§ Exercise requirements
Your task is to copy each line of the material that holds the word "below".

§ Records supplied

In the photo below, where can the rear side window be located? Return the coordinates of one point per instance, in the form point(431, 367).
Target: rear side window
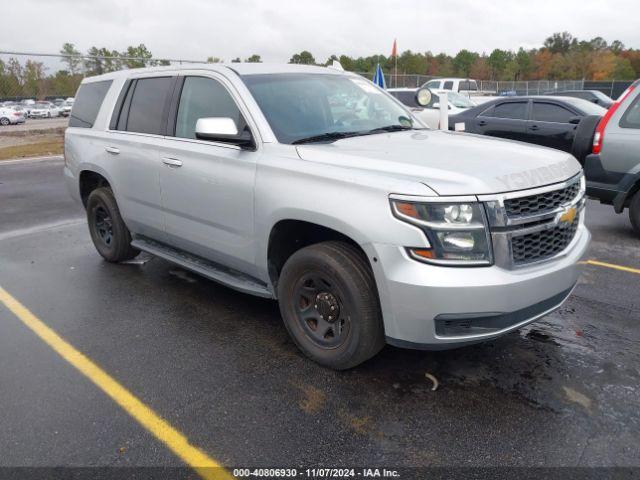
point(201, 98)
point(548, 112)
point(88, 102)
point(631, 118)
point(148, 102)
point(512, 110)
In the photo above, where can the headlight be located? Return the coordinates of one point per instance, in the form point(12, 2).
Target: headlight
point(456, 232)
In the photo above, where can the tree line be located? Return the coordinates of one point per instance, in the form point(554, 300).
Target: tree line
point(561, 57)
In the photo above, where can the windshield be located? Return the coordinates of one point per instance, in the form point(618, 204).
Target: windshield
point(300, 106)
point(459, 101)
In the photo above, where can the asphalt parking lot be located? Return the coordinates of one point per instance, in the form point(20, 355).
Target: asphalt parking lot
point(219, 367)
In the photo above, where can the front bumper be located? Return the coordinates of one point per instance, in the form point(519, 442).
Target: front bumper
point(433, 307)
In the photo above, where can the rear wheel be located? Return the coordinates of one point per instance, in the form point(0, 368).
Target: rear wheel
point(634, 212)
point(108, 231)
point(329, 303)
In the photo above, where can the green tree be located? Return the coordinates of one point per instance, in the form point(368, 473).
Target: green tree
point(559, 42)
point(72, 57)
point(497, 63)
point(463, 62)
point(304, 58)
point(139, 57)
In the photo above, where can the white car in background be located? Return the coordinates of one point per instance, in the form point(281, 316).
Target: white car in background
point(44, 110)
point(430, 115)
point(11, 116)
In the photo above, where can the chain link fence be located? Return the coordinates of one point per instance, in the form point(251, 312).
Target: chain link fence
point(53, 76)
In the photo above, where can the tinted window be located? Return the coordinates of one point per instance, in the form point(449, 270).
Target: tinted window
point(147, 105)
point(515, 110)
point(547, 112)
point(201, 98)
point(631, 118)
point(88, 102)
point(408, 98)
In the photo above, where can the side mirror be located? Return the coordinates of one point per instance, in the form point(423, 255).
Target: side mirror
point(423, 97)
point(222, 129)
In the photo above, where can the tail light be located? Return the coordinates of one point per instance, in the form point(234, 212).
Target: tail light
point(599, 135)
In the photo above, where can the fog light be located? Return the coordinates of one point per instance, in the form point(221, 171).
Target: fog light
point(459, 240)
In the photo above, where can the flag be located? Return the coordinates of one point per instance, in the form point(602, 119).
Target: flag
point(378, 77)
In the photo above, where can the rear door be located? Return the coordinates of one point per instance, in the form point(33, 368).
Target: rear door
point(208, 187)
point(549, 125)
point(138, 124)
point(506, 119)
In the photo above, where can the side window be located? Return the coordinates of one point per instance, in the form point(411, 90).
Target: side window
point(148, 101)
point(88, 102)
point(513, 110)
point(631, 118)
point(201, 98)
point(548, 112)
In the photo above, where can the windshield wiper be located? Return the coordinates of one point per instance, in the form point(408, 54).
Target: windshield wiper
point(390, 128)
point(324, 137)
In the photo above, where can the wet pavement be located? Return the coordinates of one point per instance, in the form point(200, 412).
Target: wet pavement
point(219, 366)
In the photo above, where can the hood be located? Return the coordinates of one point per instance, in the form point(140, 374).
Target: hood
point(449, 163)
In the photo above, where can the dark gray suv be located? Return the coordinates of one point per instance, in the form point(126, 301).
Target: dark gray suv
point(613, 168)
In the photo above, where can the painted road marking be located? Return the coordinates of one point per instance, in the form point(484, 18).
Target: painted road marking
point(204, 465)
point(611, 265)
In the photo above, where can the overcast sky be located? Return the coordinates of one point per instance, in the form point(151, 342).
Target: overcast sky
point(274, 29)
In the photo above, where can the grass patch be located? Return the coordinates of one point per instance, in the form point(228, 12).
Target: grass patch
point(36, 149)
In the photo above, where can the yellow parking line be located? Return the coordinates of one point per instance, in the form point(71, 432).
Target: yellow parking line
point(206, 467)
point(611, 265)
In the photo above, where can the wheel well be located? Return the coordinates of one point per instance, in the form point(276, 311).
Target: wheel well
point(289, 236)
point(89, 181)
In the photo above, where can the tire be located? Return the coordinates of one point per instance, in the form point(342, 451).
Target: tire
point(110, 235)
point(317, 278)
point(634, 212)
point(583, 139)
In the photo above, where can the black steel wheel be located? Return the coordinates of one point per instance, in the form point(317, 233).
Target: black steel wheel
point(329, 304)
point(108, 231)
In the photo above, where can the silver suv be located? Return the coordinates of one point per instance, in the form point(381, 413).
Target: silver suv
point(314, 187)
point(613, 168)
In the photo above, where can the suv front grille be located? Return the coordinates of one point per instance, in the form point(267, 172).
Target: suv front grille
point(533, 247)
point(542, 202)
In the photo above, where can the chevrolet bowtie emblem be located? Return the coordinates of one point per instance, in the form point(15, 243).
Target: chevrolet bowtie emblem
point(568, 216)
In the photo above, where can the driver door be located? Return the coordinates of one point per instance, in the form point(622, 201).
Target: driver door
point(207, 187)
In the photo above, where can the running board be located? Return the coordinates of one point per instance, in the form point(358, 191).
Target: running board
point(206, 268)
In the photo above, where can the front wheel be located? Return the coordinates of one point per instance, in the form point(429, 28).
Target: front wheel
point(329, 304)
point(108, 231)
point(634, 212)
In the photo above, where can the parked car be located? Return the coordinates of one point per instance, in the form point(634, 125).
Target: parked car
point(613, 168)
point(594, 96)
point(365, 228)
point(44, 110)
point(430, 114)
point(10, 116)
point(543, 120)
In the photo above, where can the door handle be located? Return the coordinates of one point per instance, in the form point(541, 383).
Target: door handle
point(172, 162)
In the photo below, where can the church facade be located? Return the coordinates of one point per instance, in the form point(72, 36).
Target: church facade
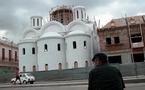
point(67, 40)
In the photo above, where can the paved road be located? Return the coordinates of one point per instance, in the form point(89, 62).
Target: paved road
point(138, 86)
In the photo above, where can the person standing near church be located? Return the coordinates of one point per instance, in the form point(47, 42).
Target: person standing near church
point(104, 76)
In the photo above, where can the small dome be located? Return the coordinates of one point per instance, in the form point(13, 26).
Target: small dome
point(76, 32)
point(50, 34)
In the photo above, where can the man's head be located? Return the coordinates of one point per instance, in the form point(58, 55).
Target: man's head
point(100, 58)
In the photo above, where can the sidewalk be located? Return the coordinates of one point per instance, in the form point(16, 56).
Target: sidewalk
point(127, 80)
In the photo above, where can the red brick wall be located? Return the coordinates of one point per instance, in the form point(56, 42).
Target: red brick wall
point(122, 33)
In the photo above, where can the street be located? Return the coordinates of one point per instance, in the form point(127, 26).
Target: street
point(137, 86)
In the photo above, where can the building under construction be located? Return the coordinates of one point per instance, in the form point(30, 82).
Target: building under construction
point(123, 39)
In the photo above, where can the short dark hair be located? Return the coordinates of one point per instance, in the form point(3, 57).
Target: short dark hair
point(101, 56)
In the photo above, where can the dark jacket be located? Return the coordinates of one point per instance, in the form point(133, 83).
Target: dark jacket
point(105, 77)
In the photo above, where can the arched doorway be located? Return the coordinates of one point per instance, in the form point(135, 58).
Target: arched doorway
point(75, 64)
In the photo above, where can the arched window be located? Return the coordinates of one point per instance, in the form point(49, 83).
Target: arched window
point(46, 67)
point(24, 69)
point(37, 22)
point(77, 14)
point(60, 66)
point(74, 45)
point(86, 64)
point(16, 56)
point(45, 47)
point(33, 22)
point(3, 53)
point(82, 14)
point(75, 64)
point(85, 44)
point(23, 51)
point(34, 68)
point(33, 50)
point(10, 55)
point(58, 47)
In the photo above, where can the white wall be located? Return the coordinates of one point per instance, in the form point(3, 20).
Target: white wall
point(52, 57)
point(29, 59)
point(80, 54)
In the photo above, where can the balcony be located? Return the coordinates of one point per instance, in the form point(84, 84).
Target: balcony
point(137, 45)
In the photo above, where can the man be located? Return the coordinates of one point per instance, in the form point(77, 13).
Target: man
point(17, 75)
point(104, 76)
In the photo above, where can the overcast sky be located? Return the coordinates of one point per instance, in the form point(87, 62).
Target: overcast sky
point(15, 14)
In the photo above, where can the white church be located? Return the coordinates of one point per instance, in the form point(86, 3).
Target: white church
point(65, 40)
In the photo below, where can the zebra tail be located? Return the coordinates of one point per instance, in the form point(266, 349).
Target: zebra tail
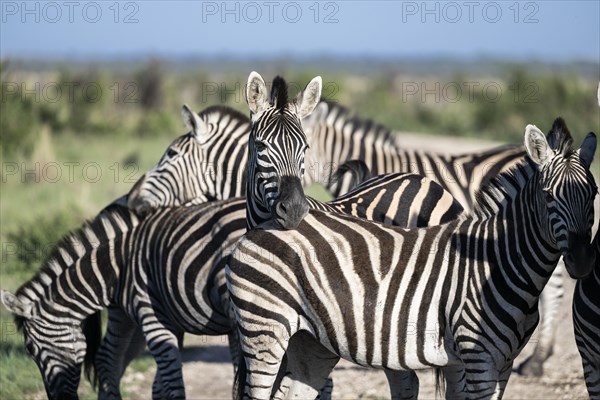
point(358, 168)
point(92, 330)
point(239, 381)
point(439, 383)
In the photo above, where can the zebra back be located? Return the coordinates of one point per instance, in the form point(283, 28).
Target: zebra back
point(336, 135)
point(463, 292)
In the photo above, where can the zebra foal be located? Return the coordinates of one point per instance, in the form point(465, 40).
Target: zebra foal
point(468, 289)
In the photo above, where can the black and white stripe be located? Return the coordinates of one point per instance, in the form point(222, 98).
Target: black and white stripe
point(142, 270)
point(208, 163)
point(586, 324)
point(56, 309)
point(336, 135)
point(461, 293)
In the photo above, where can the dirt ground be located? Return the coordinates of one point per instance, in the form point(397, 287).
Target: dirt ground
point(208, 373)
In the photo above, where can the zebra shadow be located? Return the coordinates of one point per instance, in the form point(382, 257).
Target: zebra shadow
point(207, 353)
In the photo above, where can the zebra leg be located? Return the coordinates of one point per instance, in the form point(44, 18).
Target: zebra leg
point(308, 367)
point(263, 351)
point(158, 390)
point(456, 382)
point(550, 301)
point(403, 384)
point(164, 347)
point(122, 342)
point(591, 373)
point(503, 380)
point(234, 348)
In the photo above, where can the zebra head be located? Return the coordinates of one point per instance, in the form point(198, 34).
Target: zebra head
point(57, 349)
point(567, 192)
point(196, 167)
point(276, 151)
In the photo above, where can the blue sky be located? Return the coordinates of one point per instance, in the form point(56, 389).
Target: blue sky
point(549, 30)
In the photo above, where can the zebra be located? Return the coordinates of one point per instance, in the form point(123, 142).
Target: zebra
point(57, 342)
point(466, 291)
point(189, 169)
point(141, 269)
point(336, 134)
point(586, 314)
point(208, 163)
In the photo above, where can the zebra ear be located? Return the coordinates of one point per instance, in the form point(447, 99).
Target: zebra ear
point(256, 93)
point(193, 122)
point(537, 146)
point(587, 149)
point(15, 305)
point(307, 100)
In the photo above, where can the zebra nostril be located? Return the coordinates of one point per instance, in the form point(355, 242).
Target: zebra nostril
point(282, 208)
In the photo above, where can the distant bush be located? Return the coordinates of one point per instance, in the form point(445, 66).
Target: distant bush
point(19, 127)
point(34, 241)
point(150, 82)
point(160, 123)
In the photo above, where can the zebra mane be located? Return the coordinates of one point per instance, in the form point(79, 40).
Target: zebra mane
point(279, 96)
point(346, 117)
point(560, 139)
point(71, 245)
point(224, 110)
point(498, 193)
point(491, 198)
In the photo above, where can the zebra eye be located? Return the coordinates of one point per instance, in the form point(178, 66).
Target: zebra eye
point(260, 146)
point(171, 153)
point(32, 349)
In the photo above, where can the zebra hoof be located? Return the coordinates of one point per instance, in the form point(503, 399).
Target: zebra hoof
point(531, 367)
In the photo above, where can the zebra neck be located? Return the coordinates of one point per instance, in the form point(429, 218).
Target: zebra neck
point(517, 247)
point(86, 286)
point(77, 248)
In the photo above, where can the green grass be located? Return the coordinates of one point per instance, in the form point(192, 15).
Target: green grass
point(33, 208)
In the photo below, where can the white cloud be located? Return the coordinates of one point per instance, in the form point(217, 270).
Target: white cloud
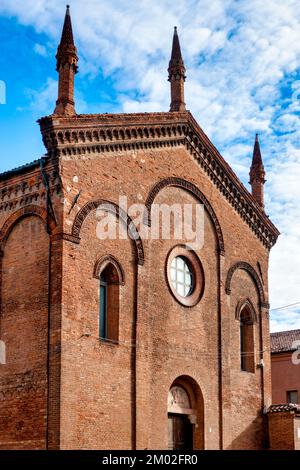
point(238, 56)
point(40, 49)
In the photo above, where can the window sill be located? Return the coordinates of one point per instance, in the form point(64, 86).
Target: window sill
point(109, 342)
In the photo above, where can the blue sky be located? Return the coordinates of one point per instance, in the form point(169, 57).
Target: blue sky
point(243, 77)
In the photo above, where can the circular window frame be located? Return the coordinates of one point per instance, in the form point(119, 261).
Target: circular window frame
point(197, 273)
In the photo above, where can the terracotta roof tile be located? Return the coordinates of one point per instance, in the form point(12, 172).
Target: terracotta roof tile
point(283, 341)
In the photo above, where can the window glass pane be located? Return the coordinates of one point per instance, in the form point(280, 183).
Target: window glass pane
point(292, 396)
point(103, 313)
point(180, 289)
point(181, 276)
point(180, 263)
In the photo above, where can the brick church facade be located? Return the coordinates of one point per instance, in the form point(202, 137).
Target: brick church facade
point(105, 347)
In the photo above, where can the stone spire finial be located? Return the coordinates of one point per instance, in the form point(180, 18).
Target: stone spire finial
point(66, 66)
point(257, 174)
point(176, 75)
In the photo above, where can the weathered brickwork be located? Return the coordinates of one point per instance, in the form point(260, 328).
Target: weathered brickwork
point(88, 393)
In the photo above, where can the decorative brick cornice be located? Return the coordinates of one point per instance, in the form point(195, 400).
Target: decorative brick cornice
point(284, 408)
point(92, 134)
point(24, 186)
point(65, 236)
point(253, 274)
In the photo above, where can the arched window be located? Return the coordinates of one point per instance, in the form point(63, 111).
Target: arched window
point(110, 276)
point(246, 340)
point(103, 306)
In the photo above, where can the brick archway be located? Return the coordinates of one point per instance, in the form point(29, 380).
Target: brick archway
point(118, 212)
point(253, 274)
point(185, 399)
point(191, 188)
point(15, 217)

§ Problem solution
In the photo below, where can the rear side window be located? Return the coordinates of one point per instance, in the form point(431, 367).
In the photo below, where can the church facade be located? Return the coordinates of one point per instance, in the form point(72, 36).
In the photo below, where can the zebra tail be located? Return the coordinates of one point per instance, in the form point(266, 349).
In the photo below, where can the white cloud be located? Return the coordinates of one point per instance, in the form point(217, 270).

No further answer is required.